> COMPLETE THE FOLLOWING:
[1] According to the community engagement text, in what city is the Family Independence Initiative based?
[2] Pick up the community engagement text after its final sentence and keep writing.

> TEXT EXCERPT:
Factors of Engagement

We have identified six factors that are essential to building community support for data-driven solutions. These factors are complementary. Social change initiatives that incorporate each factor will tend to have a greater chance of success.

Organizing for ownership | In many cases, efforts to engage affected communities take place after leaders have designed and launched data-driven initiatives. But engagement should begin earlier so that community members will have an incentive to support the initiative.

One of the biggest mistakes that social change leaders make is failing to differentiate between mobilizing and organizing. Mobilizing is about recruiting people to support a vision, cause, or program. In this model, a leader or an organization is the subject that makes decisions, and community members are the passive object of those decisions. Organizing, on the other hand, is about cultivating leaders, identifying their interests, and enabling them to lead change. Here, community members are the subject of the work: They collaborate on making decisions. At its best, community engagement involves working with a variety of leaders—those at the grass tops and those at the grass roots—to ensure that an effort has the support necessary for long-term success.

The International Association for Public Participation has developed a spectrum that encompasses various forms of engagement.10 At one end of the spectrum is informing, which might take the form of a mailing or a town-hall meeting in which professional leaders describe a new change effort (and perhaps ask for feedback about it). At the other end of the spectrum is empowerment, which supports true self-determination for participants. One organization that practices empowerment is the Family Independence Initiative (FII) in Oakland, Calif. Instead of focusing on delivery of social services, FII invests in supporting the capacity and ingenuity of poor families. (Through an extensive data-collection process at six pilot sites, FII has demonstrated that participating families can achieve significant economic and social mobility.)

The further an initiative moves toward the empowerment end of the spectrum, the more community members will feel a sense of ownership over it, and the more inclined they will be to advocate for it. Of course, it’s not always possible to operate at the level of full empowerment. But initiative leaders need to be clear about where they are in the spectrum, and they need to deliver the level of engagement they promise.

John McKnight and Jody Kretzmann, co-directors of the Asset- Based Community Development Institute at Northwestern University and authors of the classic community-building guide Building Communities From the Inside Out, argue that too often “experts” undermine the natural leadership and the sense of connectedness that exist in communities as assets for solving problems. At a recent international conference of community builders, McKnight and Kretzmann suggested that when providers work with communities they should ask these questions: “What can community members do best for themselves and each other? What can community members do best if they receive some support from organizations? What can organizations do best for communities that people can’t do for themselves?”

It’s important, in other words, to view community members as producers of outcomes, not just as recipients of outcomes. Professional leaders must recognize and respect the assets that community members can bring to an initiative. If the goal is to help children to read at grade level or to help mothers to have healthy birth outcomes, then leaders should consider the roles that family members, friends, and neighbors can play in that effort. A mother who watches kids from her neighborhood after school is a kind of youth worker. The elder who checks in on a young mother is a kind of community health worker. Supporting these community members—not just for their voice but also for their ability to produce results—is crucial to the pursuit of lasting change.

> PROVIDED DATA:
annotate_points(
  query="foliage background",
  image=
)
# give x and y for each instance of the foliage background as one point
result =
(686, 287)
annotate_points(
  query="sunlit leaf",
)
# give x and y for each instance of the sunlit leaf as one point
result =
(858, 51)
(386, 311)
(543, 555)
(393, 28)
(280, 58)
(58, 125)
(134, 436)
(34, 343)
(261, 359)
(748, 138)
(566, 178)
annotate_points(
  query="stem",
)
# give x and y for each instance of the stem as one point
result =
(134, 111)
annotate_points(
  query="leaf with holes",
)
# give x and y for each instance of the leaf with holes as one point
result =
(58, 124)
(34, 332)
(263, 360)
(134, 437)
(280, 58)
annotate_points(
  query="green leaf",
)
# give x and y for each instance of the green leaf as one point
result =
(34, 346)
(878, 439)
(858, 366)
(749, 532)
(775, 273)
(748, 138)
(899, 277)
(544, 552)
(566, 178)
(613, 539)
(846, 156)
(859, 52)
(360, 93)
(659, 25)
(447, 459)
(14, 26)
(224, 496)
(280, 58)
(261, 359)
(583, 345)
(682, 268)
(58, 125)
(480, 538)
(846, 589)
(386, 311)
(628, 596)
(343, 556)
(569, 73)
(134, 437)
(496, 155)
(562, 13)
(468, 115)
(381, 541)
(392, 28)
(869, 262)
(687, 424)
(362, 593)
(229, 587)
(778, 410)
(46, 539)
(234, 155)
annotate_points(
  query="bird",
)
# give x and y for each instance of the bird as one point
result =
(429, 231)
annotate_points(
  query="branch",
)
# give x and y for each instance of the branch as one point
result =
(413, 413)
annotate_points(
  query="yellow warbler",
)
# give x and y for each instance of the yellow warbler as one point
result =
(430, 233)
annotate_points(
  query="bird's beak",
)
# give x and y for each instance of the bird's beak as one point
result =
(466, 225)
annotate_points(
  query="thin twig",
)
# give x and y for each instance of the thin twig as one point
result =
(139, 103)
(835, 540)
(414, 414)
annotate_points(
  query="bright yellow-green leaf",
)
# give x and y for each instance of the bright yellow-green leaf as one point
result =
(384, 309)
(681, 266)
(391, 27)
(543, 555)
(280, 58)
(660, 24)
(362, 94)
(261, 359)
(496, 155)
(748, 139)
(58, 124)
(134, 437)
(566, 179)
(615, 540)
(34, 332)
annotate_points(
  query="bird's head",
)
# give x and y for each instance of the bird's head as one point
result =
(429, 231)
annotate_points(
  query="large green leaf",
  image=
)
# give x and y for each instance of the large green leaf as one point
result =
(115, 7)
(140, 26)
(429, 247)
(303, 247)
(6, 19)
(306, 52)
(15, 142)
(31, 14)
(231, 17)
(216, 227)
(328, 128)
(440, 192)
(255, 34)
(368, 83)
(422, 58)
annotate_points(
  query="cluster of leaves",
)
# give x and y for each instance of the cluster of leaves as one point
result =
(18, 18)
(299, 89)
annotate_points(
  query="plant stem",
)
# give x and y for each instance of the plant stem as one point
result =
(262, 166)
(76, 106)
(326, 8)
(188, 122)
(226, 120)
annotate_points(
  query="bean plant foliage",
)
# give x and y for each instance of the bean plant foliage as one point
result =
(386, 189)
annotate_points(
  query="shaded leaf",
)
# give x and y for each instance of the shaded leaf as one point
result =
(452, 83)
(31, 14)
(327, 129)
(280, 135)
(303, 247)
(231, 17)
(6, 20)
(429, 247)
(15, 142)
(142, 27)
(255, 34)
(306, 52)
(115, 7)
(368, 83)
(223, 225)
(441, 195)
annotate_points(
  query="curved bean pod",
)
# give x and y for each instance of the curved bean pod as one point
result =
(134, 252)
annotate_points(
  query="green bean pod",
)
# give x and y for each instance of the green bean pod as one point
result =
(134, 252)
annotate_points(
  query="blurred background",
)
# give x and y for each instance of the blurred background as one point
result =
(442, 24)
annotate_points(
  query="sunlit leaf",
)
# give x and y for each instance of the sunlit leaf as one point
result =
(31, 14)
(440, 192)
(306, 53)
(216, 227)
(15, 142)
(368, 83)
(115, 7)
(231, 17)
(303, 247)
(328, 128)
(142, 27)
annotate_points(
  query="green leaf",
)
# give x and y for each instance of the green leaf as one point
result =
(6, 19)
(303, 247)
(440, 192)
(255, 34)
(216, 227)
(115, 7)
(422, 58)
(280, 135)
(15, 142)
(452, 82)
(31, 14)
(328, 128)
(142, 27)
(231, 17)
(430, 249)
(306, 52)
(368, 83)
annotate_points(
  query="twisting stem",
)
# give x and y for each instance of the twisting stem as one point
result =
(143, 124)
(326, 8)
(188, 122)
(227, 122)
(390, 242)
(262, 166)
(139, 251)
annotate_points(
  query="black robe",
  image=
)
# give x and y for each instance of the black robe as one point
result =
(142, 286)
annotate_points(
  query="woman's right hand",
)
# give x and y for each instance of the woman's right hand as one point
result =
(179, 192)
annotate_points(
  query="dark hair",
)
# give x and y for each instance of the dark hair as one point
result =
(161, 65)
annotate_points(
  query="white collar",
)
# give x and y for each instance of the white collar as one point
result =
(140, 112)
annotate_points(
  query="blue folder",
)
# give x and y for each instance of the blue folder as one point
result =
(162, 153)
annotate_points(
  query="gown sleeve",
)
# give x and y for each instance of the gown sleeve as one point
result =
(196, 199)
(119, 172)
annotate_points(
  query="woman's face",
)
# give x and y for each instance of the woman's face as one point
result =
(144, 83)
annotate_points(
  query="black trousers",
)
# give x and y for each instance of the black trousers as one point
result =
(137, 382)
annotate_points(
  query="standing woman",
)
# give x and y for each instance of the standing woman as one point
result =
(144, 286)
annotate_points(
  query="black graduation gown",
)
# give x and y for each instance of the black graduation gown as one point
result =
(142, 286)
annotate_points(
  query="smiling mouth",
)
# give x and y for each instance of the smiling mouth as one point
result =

> YOUR WRITTEN ANSWERS:
[1] Oakland, Calif.

[2]
Engaging grassroots leaders requires intention and attention. “If we commit to engaging community members, we have to set them up for success. We have to orient them to our world and engage in theirs,” says Angela Frusciante, knowledge development officer at the William Caspar Graustein Memorial Fund. “We need to work with leaders to make meaning out of the data about their communities: Where do they see their own stories in the data? How do they interpret what they see? Remember, data is information about people’s lives.”

Allowing for complexity | Leaders must adapt to the complex system of influences that bear on the success of any data-driven solution. Patrick McCarthy, president of the Annie E. Casey Foundation, made this point forcefully at a 2014 forum: “An inhospitable system will trump a good program—every time, all the time.”11 Instead of trying to “plug and play” a solution, leaders should consider the cultural context in which people will implement that solution. They should develop a deep connection to the communities they serve and a deep understanding of the many constituencies that can affect the success of their efforts.

 

One pitfall of data-driven social change work is that it sometimes provides little scope for complexity—for the way that multiple factors are intertwined in peoples’ lives. Evidence-based approaches can “[privilege] single-level programmatic interventions,” Schorr and Farrow note. “These [programs] are most likely to pass the ‘what works?’ test within the controlled conditions of the experimental evaluation. Reliance on this hierarchy also risks neglecting or discouraging interventions that cannot be understood through this methodology and sidelining complex, multi-level systemic solutions that may be very effective but require evidence-gathering methods that rank lower in the evidence hierarchy.”12 Those who implement data-driven practices, therefore, need to treat them not as miracle cures but as important elements within a larger ecosystem.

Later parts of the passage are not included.